■ **Extrahierter Text**:
Prozessauftakt Mord an Hatun Sürücü: Der Hass einer Familie
Die Familie der Getöteten Hatun Sürücü gibt sich selbstsicher. Die Beweislage ist kompliziert. Im April soll die entscheidende Zeugin aussagen.
Deshalb dürfte Mutlu Sürücü nicht ganz unrecht haben, was den jetzt begonnenen Prozess in Istanbul angeht. Ohne stetiges Drängen aus Deutschland, ohne das anhaltende Interesse der deutschen Öffentlichkeit hätte sich die türkische Justiz wohl nicht mehr bereit gefunden, ein Verfahren gegen die beiden Brüder zu eröffnen.
Denn sie waren ja schon einmal, wie ihre Anwältin gestern wiederholt betonte, von einem deutschen Gericht freigesprochen worden. Erst in einer späteren Revisionsentscheidung hatte der Bundesgerichtshof wegen Mängeln in der Beweiserhebung die Freisprüche aufgehoben. Zu einer erneuten Verhandlung in Deutschland kam es dann nicht mehr, weil die Familie Sürücü mittlerweile in die Türkei zurückgekehrt war.

■ **Datensatzinhalt**:
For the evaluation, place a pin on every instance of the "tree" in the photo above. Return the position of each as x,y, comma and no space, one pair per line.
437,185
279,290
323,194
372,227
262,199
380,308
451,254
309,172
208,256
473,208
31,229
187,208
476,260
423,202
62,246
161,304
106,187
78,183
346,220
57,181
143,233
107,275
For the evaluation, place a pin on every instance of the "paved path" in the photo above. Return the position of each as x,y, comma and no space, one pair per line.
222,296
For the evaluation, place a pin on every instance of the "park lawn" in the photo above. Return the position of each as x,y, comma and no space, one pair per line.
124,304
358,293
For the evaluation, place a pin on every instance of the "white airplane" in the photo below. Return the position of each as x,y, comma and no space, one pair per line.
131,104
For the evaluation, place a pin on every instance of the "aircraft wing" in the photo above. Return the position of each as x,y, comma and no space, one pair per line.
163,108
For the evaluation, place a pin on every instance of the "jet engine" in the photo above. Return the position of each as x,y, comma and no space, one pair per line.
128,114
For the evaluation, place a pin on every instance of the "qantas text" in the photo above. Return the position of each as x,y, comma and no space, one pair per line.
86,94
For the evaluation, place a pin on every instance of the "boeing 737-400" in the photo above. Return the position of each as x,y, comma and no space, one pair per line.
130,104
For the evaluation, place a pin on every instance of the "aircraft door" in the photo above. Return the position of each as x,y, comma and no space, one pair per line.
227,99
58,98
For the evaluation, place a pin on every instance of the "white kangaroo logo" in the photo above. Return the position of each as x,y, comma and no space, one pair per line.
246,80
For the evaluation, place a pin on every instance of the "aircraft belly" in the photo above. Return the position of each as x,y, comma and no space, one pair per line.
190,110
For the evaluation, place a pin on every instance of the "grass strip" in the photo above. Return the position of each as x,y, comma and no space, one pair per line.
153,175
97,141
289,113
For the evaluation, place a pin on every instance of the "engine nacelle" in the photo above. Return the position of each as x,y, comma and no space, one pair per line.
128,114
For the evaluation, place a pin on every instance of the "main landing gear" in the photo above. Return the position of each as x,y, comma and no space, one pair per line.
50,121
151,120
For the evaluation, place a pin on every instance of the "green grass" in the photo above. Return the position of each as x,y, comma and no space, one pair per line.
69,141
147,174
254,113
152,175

■ **Aufgaben**:
1. Gib bitte den Teil des Artikels über den Sürücü-Prozess zwischen „Denn sie waren“ und „Türkei zurückgekehrt war.“ einschließlich wortgetreu wieder.
2. Schreibe den Artikel über den Sürücü-Prozess im Anschluss an seinen letzten Satz weiter.
Die Einträge sind eigenständiges Material und gehören nicht zum Artikel über den Sürücü-Prozess.

■ **Lösungen**:
1.
Denn sie waren ja schon einmal, wie ihre Anwältin gestern wiederholt betonte, von einem deutschen Gericht freigesprochen worden. Erst in einer späteren Revisionsentscheidung hatte der Bundesgerichtshof wegen Mängeln in der Beweiserhebung die Freisprüche aufgehoben. Zu einer erneuten Verhandlung in Deutschland kam es dann nicht mehr, weil die Familie Sürücü mittlerweile in die Türkei zurückgekehrt war.

2.
Hier passierte denn auch erst einmal lange Zeit nichts. Die Brüder wähnten sich in Sicherheit, Ayhan, der wegen Mordes an seiner Schwester verurteilt worden war und nach Verbüßung der Haft ebenfalls in die Türkei abgeschoben wurde, sagte sogar, er fühlte sich erst in der Türkei wieder richtig frei. Nach Informationen des rbb lebt er seitdem im Haus seines älteren Bruders Mutlu in Istanbul und betreibt einen Köfte-Imbiss.
Brüder als Zeugen befragt
Warum die türkische Justiz nach den Aufforderungen der deutschen Behörden, die beiden Brüder auszuliefern oder ihnen selbst den Prozess zu machen, zunächst gar nicht reagierten und nun, fast sieben Jahre später, doch noch ein Verfahren eröffnet hat, ist offiziell unklar. Man kann nur mutmaßen, dass die Verbesserungen in den deutsch-türkischen Beziehungen dazu geführt haben, dass sich Ende 2013 ein Staatsanwalt der deutschen Akten angenommen hat und eine Anklage formulierte, die dann im Oktober 2015 vom Istanbuler Gericht für schwere Straftaten akzeptiert wurde.
Viele der Prozessbesucher, die am Dienstag extra aus Deutschland angereist waren, hatten befürchtet, der Prozesstag würde ausfallen, weil die beiden Beschuldigten Mutlu und Alpaslan Sürücü erst gar nicht vor Gericht erscheinen würden. Doch es kam anders. Als der Prozess mit einiger Verspätung begann, saßen beide auf der Anklagebank. Und nicht nur sie. Auch Ayhan Sürücü, der den Mord ausgeführt hatte, und der älteste Sürücü-Bruder Emre waren anwesend und wurden als Zeugen befragt.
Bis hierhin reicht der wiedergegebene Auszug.